**Фрагмент текста:**

«Омфалитическая» повседневность не сводилась к чисто литературному «переворачиванию» текстов классиков и современников. С неменьшим рвением члены кружка устраивали пародийные научные собрания, разыгрывали бурлескные представления, загадывали театрализованные шарады, ставили многочисленные сценки, изображавшие эпизоды из жизни петербургской литературной и научной богемы. Чаще всего в этих импровизированных «омфалитических» капустниках доставалось Семену Афанасьевичу Венгерову. Специалистом по перевоплощению крупнейшего литературоведа, прославившегося тезисом «Гоголь совершенно не знал реальной русской жизни» и выпуском знаменитого «Критико-биографического словаря русских писателей и ученых», был Адриан Пиотровский. Обычно он изображал «хождение» Венгерова в «народ» — его посещение артистических кабаре и литературных кабачков с целью изучения без кабинетной дистанции текущего литературного процесса. Интересно, кстати, что и Юрий Тынянов, по мнению многих, предвосхитивший монологический театр Ираклия Андроникова, называвшего Тынянова своим учителем, так же блистательно изображал Венгерова.
Одна из поставленных в «Омфалосе» сценок, особенно запомнившаяся Бахтину, была посвящена встрече Венгерова с «руководителем современной поэзии» — Давидом Бурлюком. В завязавшейся между ними беседе «Бурлюк серьезно отстаивал позиции формализма (sic! —
Обращает на себя внимание то несколько странное обстоятельство, что Бурлюк оказывается проповедником формализма, а не своего личного (с претензией на абсолютную монополию) изобретения — футуризма. Интерпретировать эту терминологическую замену как совершенно случайную оговорку вряд ли стоит. Если это и оговорка, то оговорка значимая, как бы сказал Фрейд, «имеющая смысл». Но чтобы найти породившие ее причины, не надо углубляться в дебри психоаналитических штудий — разгадка лежит на поверхности. Дело в том, что для Бахтина и формализм, и футуризм расположены в едином ценностном контексте (в данном случае бахтинская терминология оказывается как нельзя кстати). И в этом неразличении научной школы и художественного направления Бахтин не одинок. Массовое, а также традиционалистское сознание начала прошлого века стремилось унифицировать все маргинальные явления культуры, слить их в едином конгломерате противников классической цивилизации и устоявшихся форм жизни и мысли. Независимо от того, где высаживался футуристический десант — в науке (под предводительством Шкловского) или в искусстве (под руководством Бурлюка), — он подлежал безоговорочному осуждению и зачислению в длинный список новоявленных варваров («грядущих хамов», по выражению Д. С. Мережковского).

**Исходные записи:**
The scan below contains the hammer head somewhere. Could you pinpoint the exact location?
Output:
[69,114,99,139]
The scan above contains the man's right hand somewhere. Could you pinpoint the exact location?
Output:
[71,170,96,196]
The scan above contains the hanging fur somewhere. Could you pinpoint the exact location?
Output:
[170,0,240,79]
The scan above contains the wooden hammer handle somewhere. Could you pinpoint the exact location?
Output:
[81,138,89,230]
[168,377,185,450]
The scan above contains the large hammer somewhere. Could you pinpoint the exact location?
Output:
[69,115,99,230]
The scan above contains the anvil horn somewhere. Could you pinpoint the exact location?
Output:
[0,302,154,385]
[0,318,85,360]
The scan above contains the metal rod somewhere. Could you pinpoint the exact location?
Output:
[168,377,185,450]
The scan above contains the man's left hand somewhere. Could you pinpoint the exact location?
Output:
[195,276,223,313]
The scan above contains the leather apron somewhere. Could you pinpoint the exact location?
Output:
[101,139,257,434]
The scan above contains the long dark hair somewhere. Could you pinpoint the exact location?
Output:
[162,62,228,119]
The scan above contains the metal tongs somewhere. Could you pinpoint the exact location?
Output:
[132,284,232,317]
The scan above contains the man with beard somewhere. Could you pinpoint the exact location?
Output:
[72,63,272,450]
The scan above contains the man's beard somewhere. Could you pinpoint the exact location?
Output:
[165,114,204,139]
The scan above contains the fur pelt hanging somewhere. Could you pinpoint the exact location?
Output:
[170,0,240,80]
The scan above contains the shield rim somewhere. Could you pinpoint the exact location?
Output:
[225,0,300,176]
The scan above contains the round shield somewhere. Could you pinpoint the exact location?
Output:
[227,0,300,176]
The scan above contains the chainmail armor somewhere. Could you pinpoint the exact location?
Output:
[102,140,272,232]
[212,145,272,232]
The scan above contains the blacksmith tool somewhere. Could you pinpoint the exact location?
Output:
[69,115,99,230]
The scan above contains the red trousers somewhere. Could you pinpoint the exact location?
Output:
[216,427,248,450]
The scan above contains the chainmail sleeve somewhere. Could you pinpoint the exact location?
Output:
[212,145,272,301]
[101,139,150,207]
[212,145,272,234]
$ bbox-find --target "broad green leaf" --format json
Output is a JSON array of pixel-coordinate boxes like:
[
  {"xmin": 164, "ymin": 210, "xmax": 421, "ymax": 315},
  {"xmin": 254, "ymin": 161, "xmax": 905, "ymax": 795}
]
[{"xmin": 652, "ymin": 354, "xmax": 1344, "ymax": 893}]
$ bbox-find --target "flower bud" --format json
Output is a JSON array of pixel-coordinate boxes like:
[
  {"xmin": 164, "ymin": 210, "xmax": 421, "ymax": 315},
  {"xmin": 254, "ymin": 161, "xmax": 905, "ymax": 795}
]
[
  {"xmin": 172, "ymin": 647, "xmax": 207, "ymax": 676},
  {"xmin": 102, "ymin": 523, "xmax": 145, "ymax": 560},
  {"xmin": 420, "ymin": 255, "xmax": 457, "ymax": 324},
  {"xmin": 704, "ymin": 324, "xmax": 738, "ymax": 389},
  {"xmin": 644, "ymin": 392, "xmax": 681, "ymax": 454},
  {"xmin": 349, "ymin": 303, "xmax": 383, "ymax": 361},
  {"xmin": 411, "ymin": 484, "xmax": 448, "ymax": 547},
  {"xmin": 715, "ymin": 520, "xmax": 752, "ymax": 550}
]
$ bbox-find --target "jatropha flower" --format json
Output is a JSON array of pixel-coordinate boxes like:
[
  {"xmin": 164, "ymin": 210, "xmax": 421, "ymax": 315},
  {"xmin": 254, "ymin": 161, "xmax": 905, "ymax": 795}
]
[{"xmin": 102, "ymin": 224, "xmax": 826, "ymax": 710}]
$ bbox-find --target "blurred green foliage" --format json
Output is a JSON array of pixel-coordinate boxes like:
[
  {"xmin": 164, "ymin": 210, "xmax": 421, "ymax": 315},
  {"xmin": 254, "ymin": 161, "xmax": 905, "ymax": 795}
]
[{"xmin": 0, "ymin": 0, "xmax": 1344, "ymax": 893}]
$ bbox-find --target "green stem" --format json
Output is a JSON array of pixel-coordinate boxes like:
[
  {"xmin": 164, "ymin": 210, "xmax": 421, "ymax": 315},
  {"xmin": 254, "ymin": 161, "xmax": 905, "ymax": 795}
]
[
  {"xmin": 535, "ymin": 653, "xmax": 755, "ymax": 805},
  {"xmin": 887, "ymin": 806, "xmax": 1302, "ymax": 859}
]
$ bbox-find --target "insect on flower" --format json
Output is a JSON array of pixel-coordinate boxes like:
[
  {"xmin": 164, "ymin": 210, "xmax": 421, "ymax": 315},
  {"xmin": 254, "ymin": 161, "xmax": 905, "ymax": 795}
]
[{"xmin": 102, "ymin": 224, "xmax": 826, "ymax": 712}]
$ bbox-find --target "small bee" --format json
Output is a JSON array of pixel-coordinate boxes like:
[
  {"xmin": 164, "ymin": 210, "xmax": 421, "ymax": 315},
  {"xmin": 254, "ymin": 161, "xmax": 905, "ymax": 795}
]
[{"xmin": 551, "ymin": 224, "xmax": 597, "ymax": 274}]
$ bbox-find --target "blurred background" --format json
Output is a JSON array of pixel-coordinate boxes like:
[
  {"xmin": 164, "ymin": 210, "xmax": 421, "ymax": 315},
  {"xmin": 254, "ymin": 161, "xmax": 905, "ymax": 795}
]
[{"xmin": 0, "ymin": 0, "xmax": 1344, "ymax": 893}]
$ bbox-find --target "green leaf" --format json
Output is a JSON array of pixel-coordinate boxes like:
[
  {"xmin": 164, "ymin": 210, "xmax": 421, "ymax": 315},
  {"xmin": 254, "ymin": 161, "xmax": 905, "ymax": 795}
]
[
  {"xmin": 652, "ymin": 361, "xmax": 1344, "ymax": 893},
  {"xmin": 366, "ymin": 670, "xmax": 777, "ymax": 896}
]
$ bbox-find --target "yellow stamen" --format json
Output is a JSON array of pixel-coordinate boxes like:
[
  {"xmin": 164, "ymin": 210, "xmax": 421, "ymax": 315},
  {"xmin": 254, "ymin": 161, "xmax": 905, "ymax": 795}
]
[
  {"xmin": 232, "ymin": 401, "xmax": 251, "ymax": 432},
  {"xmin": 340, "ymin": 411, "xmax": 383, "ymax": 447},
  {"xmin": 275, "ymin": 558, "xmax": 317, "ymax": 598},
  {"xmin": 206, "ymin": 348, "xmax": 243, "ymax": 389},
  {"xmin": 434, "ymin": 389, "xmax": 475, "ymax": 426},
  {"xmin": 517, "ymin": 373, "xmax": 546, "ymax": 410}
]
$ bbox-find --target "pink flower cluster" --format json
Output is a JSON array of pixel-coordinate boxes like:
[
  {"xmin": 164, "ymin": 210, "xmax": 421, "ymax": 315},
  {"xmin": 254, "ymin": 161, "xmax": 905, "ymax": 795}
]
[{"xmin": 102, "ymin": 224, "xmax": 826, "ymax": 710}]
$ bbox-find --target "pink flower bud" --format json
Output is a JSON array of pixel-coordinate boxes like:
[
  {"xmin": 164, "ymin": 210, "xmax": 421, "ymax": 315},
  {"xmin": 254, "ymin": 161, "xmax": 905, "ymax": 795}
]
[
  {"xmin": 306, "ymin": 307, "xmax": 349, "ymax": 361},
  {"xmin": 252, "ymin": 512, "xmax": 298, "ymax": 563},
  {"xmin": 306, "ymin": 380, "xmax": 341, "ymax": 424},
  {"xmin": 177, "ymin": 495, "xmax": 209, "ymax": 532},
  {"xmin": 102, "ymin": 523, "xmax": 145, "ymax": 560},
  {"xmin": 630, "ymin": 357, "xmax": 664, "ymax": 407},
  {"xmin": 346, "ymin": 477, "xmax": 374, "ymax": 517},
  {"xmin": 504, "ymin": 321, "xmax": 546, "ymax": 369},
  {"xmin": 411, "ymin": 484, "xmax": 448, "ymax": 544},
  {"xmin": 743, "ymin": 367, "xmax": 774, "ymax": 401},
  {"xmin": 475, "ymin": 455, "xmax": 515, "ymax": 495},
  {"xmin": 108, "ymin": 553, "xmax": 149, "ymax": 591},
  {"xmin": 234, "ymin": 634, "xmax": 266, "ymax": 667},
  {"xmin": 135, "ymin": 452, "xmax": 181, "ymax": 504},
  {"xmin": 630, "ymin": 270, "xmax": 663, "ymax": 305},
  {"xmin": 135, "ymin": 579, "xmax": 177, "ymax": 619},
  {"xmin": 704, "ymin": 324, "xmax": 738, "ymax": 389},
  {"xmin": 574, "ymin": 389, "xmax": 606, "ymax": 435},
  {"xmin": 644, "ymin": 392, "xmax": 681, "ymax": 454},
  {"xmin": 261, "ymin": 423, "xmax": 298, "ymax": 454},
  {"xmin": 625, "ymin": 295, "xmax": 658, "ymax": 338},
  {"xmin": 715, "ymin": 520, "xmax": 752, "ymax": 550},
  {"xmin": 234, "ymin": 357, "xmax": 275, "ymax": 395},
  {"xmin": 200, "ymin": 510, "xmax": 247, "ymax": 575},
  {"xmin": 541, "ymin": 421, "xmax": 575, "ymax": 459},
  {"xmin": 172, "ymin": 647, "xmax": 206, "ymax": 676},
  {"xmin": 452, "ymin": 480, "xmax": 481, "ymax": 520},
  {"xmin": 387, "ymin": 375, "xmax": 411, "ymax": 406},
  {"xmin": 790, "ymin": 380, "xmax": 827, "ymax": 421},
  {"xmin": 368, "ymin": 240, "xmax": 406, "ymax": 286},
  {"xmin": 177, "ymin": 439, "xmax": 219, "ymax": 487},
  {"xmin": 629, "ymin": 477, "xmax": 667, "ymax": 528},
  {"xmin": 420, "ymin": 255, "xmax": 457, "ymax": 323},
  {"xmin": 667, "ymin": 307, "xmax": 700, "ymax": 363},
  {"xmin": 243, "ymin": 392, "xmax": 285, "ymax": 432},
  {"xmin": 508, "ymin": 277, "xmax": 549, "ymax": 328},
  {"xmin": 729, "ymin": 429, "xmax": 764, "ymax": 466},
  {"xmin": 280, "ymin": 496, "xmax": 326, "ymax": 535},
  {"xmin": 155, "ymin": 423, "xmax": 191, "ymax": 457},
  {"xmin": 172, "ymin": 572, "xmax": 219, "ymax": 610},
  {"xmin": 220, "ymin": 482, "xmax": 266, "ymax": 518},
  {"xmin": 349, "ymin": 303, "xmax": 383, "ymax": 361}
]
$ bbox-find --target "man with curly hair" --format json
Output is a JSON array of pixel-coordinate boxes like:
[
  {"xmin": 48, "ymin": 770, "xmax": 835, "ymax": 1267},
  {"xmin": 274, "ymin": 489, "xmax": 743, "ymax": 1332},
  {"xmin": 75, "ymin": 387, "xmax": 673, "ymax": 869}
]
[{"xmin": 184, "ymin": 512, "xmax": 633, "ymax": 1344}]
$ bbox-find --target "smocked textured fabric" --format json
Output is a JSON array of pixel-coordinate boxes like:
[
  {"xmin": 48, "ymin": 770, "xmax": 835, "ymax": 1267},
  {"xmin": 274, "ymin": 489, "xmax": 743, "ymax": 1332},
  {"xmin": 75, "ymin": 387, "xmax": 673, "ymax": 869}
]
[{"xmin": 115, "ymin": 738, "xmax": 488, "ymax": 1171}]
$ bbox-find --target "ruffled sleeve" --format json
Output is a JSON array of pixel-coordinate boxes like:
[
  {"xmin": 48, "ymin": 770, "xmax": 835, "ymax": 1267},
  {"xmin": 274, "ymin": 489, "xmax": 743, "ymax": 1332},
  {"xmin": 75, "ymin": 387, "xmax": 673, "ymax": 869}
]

**Задание:**
Подхватите текст о кружке «Омфалос» и Бахтине и напишите его продолжение, начиная сразу после последней фразы.

**Правильный ответ:**
Таким образом, дистанцирование Бахтина от любых проявлений футуристической парадигмы, в которую входил и формализм, коренится в различном выборе социальных ролей и предпочтений. Бахтин был ориентирован на сохраняющую преемственность традиций элитарную культуру, формалисты — на разрушение старых форм науки и искусства и создание новых. Идеал Бахтина — академический ученый старого типа, идеал формалистов — активный участник современного литературного процесса или даже авантюрист в духе Шкловского, успевшего побывать и георгиевским кавалером, и подчиненным гетмана Скоропадского, и красноармейцем, и эсером-заговорщиком.
Но, пожалуй, больше всего Бахтин не мог простить формалистам того, что они соединили ученый кабинет с эстрадой, заменили оснащенную многочисленными ссылками пухлую монографию эффектным концертным выступлением и тем самым лишили науку столь милой его сердцу академической солидности — качества, которое он необычайно ценил и даже предпочитал всем остальным: точности, новаторству, эвристической ценности, разгулу карнавальной стихии и всеобщей диалогичности (не случайно, что, интересуясь значимостью той или иной научной работы, Бахтин всегда спрашивал у прочитавших ее людей: «Солидная ли это книга?»).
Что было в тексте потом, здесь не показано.